(PROVIDED MATERIAL):
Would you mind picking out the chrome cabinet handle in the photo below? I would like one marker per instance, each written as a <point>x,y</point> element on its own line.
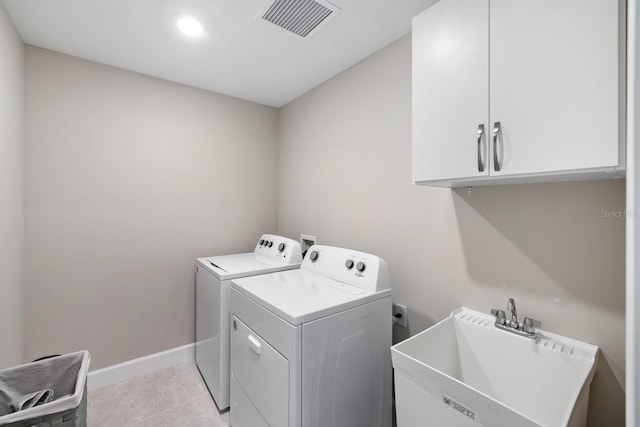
<point>497,129</point>
<point>480,134</point>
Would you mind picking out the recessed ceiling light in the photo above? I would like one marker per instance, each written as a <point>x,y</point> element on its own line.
<point>189,25</point>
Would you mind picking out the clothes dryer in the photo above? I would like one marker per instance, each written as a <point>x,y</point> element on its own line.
<point>213,281</point>
<point>311,347</point>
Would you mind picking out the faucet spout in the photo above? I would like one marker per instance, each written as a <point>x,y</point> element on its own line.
<point>511,308</point>
<point>528,327</point>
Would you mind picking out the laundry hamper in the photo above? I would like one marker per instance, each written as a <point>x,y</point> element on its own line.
<point>60,380</point>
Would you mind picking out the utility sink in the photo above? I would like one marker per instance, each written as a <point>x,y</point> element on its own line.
<point>464,371</point>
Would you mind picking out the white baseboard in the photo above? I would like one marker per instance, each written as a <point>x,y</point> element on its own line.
<point>140,366</point>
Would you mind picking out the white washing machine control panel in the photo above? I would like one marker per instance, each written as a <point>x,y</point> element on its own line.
<point>354,268</point>
<point>281,248</point>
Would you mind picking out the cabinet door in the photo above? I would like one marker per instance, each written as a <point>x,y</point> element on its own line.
<point>450,90</point>
<point>554,84</point>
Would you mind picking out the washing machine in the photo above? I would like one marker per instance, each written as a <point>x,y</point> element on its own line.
<point>213,282</point>
<point>311,347</point>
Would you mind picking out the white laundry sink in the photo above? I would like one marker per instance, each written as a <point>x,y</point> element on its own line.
<point>464,371</point>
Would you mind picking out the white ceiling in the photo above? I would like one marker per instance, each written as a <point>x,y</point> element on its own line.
<point>238,55</point>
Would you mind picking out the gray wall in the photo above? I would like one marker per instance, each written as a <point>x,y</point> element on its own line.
<point>344,175</point>
<point>127,180</point>
<point>11,193</point>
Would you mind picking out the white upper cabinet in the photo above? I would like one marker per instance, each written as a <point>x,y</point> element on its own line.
<point>508,91</point>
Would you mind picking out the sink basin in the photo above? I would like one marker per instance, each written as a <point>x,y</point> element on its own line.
<point>464,371</point>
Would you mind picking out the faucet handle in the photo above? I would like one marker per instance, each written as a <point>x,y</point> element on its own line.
<point>500,316</point>
<point>529,325</point>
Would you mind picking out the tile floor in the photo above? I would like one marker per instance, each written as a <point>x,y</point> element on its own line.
<point>174,396</point>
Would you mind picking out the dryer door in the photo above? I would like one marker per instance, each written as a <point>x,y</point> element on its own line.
<point>261,373</point>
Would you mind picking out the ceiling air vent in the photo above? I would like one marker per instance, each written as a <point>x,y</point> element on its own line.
<point>300,17</point>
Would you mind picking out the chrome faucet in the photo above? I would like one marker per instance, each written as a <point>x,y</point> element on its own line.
<point>526,329</point>
<point>511,308</point>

(STATED PROBLEM):
Copy the listing above word for word, with the picture left out.

(EXPECTED ANSWER):
Would you mind picking out the chrome cabinet handle in the photo below? I would like one marker per instance, each written as a <point>x,y</point> element on its own line.
<point>497,129</point>
<point>480,134</point>
Would you mind picking out the recessed ceiling light in the photo above? I would like one marker per instance, each written as a <point>x,y</point> element on its own line.
<point>189,25</point>
Would you mind picking out the clothes dryer in the photo above? I would like one marker per instance, each written as a <point>x,y</point> element on its own line.
<point>213,281</point>
<point>311,347</point>
Would you mind picking out the faucet spout in the photo above? I would like one marker per instance, each written as a <point>x,y</point> element on its own line.
<point>511,308</point>
<point>528,327</point>
Would you mind picking out the laundry hamper in the photo above? I would like one marker per instance, each written as a <point>x,y</point> element on its own line.
<point>60,380</point>
Would you mind picking out the utility sink in the photo above? I would like one marker per instance, each written as a <point>x,y</point> element on its own line.
<point>464,371</point>
Would you mind picking out the white baseboard in the photo above? I would like one marker per instance, each written as a <point>x,y</point> element on its own line.
<point>140,366</point>
Would you mind picking out the white washing machine control panel in the photo above? I would like one marker per instance, each written as a <point>x,y</point> element on its own line.
<point>354,268</point>
<point>281,248</point>
Would you mind picking out the cabinet door in the photo above? I would like one marker per instance, each written as a <point>x,y</point> element on its own line.
<point>450,90</point>
<point>554,84</point>
Would you mind picking out the washing machine in the photo above? I would like one marker per instance, each written as a <point>x,y</point> element on its own line.
<point>213,282</point>
<point>311,347</point>
Would you mind picking out the white laundry sink in the photo above? I would like one marker per instance, each written as a <point>x,y</point> element on its own line.
<point>464,371</point>
Would you mind picking out the white ceiling in the photo above? I would like one marker per instance, each written as a <point>x,y</point> element on its own line.
<point>238,55</point>
Would you mind picking out the gray wall in the photo above? I would like one marker per instance, each written as a <point>x,y</point> element on its own line.
<point>344,175</point>
<point>127,180</point>
<point>11,193</point>
Would you mind picking out the white upper cabinet in the photo above? I would like one marker per instance, each written as a <point>x,y</point> element on its own line.
<point>508,91</point>
Would you mind picking out the sink basin in the photo above? I would like one marker per instance, each written as a <point>x,y</point> element on its own line.
<point>464,371</point>
Would you mind picking out the faucet handle in the photo above? I would like one marker per instance, each written as a <point>x,y</point> element on its own line.
<point>500,316</point>
<point>529,325</point>
Would you mind picking out the tile floor in the photo above? I would like one marker per instance, each written as a <point>x,y</point> element on its own line.
<point>174,396</point>
Would you mind picking out the dryer door in the photo above? I would like one marker per instance, each written as a <point>x,y</point> element on its own line.
<point>261,373</point>
Would you mind picking out the ceiling air vent in the photo above? I would like one marker per instance, each written as a <point>x,y</point> element on its own line.
<point>300,17</point>
Would you mind picking out the chrome faucet in the photo above? I would like one marker per instance, each written as a <point>x,y</point> element on its own line.
<point>526,329</point>
<point>511,308</point>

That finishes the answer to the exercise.